DIRECTIVE:
Answer these questions from the Epiphany 2011 text below:
(a) What is the word that gets translated as "wise men"?
(b) Where does the text say the wise men probably came from?
(c) What does the speaker say they want to consider tonight?

TEXT SECTION:
Epiphany 2011

Matthew 2:1-12

In the Name of the Father and of the +Son and of the Holy Spirit. Amen.

The word we translate “wise men” is Magi. It is related to our word magician. It could mean astrologers, that is, those who believed the stars and planets controlled fate. It could mean sorcerers. It could mean scientists or astronomers. In fact, the lines between scientist and alchemist or sorcerer were blurred in the ancient world. Wise men sounds nicer. But I think the best translation would actually be: scholar.

They were probably Persians from Babylon. The Persians, like the Egyptians, blurred the line between royalty and divinity. This also helps to confuse things.

Whoever these guys were, they saw some astrological sign, an alignment of planets or a star or a meteor shower, and somehow connected it with Israel. They then interpreted it to mean that a new Divine being had been born on earth as king. One possibility is that they had some revelation we don’t, some inspired word from Daniel that predicted these things or even some special revelation given directly to them, like unto Joseph’s dreams.

This all matters for lots of reasons. It has also been covered thoroughly in other places. Tonight I want to consider the gifts the wise men brought. For if they were Persian astrologers who interpreted the stars to mean a new Divine King was to born in Israel then they brought gifts as tribute. And like their worship, they meant that to show their submission. They lived and served at the king’s pleasure.

That is a very reasonable argument given what we know of the Persians. Except for this: the ancient people were casually racist. Persians worshiped their kings. They didn’t worship Pharaoh. They assumed they were superior.

[Source data]
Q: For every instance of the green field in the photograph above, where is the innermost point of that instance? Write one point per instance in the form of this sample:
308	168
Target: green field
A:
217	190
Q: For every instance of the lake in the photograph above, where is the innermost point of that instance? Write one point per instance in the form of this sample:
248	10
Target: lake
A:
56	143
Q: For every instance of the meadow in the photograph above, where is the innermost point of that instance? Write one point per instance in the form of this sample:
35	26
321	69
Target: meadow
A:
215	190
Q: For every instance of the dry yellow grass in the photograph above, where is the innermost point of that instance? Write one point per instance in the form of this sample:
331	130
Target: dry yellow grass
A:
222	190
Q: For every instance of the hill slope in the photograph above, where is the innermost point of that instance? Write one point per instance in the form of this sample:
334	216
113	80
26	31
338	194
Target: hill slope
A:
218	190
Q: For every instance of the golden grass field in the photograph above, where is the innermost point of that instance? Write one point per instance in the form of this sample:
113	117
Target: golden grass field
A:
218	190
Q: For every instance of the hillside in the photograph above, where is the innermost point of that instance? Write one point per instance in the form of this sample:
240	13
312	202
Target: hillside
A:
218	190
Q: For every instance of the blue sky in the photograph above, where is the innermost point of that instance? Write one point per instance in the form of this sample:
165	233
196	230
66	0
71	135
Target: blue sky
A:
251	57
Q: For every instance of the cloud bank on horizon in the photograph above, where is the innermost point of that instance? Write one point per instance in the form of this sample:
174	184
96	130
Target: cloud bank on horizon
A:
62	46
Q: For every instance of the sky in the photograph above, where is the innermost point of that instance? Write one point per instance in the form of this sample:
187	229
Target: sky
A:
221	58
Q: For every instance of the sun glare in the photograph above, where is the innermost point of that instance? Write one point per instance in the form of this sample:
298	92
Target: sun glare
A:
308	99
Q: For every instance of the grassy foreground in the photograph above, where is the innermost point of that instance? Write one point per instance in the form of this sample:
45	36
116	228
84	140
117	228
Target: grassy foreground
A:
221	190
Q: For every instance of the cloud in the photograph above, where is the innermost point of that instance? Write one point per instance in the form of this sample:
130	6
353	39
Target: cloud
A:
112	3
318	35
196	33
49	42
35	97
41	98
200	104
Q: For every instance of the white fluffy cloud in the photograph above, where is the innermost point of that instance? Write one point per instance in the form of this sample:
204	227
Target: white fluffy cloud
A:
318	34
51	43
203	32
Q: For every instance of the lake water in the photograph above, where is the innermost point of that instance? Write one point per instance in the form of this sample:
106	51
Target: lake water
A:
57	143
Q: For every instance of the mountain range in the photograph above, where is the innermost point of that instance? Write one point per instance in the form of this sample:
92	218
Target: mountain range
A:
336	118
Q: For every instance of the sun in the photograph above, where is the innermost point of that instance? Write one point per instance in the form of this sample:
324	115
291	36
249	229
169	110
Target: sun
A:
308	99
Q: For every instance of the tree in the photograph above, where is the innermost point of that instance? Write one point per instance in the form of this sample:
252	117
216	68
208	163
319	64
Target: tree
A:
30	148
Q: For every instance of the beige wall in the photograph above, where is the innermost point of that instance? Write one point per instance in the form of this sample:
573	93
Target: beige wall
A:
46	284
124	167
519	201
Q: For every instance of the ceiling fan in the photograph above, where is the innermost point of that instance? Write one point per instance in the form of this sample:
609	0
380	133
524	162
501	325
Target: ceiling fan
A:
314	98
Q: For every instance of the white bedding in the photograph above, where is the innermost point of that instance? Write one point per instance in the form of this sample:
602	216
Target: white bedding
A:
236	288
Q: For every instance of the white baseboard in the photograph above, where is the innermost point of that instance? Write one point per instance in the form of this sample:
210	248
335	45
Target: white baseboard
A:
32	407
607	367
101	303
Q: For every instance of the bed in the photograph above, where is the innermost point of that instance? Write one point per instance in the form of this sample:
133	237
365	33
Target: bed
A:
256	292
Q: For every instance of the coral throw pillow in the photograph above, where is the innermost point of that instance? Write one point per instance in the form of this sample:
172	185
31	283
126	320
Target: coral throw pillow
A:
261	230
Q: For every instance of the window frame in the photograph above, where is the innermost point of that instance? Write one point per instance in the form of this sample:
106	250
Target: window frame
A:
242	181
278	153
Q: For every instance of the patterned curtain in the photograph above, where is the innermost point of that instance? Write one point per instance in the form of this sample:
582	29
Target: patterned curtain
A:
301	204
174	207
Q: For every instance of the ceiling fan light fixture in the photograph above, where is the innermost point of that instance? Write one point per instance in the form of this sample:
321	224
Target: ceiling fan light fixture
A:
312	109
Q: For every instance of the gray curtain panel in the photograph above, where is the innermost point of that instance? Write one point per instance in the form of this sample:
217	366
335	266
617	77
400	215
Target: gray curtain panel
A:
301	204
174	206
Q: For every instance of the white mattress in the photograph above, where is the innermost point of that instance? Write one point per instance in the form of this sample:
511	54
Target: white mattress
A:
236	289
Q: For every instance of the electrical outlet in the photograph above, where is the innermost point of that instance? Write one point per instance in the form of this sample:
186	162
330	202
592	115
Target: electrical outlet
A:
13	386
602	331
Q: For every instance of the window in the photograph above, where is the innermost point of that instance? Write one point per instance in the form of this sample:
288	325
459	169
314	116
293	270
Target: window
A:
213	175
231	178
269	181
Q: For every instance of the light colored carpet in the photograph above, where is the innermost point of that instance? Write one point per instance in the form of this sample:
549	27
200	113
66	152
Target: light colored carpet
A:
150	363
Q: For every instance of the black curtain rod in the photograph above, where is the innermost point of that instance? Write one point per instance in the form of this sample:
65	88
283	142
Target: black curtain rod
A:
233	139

TASK OUTPUT:
(a) Magi.
(b) They were probably Persians from Babylon.
(c) The gifts the wise men brought.